● Requisitos
a - Indique se cada afirmação concorda com o texto sobre a faturação entre filiais e justifique com as palavras exatas do texto que decidem a resposta.
(i) A filial francesa, que produziu, obtém lucro.
(ii) A margem comercial da filial em Caimão é pouco tributada.
(iii) A filial em Caimão compra caro e vende a baixo custo.
b - Responda com base no texto sobre a faturação entre filiais:
(i) Que margens de lucro proporciona a manipulação do preço?
(ii) Em que país se situa o produtor no exemplo dado?
(iii) A que unidade dos grandes grupos são alocados os lucros?
c - Prossiga o texto sobre a faturação entre filiais a partir da última frase apresentada.
---------- Texto fornecido
A manipulação deste preço pela sub ou sobre facturação artificial das transacções proporciona margens de lucro líquidas muito atractivas.

E.g., se uma empresa nos EUA quiser adquirir um produto produzido em França e o fizer através de uma sua filial nas Ilhas Caimão, o custo baixo a que adquire ao produtor em França permite-lhe obter lucros extra, na medida em que será a sua filial em Caimão que irá vender aos EUA, com uma margem comercial que tem a vantagem de ser pouco tributada. A filial compra a baixo custo e vende caro, fazendo com que a empresa que tem a filial em Caimão tenha enormes lucros, enquanto que a filial francesa, que produziu, não lucra. Os lucros são alocados à subsidiária, a unidade destes grandes grupos onde a fiscalidade é reduzida. É isso que é interessante para as multinacionais. Isto é o que as motiva a utilizar os PF.
--------------------
---------- Dados fornecidos
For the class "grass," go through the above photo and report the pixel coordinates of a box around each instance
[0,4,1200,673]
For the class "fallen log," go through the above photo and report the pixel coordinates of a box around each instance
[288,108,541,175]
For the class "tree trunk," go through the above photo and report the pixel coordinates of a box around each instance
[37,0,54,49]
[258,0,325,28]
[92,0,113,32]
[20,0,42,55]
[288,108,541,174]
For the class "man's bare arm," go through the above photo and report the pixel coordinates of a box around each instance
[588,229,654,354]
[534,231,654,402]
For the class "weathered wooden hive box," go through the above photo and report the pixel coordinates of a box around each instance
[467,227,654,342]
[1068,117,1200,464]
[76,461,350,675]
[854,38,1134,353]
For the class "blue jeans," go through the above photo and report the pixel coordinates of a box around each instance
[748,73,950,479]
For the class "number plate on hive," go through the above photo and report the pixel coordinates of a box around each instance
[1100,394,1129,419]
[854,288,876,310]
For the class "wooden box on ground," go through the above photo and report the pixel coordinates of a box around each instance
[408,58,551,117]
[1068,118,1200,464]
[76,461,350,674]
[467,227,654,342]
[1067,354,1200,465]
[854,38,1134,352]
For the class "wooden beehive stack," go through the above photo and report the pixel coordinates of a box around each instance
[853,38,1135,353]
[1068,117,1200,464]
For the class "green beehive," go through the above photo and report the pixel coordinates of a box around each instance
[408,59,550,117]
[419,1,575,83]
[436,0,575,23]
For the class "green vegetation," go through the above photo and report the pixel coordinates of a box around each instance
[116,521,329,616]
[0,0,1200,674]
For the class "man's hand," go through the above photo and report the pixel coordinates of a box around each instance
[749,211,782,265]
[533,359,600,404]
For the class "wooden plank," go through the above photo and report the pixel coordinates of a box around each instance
--------------------
● Respostas por ordem
a -
(i) Não: "enquanto que a filial francesa, que produziu, não lucra"
(ii) Sim: "com uma margem comercial que tem a vantagem de ser pouco tributada"
(iii) Não: "A filial compra a baixo custo e vende caro"

b -
(i) Margens de lucro líquidas muito atractivas.
(ii) Em França.
(iii) À subsidiária, a unidade onde a fiscalidade é reduzida.

c -
Contudo, num estudo realizado por Boyrie, Pak e Zdanowicz (Boyrie, 2005), respectivamente das universidades de New Mexico State University, Penn State University e Florida International University, é evidente o exagero a que pode chegar a manipulação dos preços, revelando pura fraude fiscal.

Após os acontecimentos do 11 de Setembro de 2001, os Estados deram prioridade aos problemas relacionados com o financiamento e culto de organizações terroristas. No entanto, a opacidade das transacções tem sido uma barreira importante na detecção de fluxos financeiros provenientes de actividades ilícitas, pois impede a investigação das actividades nos centros financeiros offshore por parte de autoridades externas, facilitando o branqueamento de capitais de actividades criminosas tais como fraude, desvio de dinheiro, roubo, corrupção, tráfico de drogas, tráfico ilegal de armas, falsificação de documentos, uso de informações privilegiadas, emissão de notas falsas, alteração na formação dos preços de transferência e evasão fiscal (Christensen, 1999).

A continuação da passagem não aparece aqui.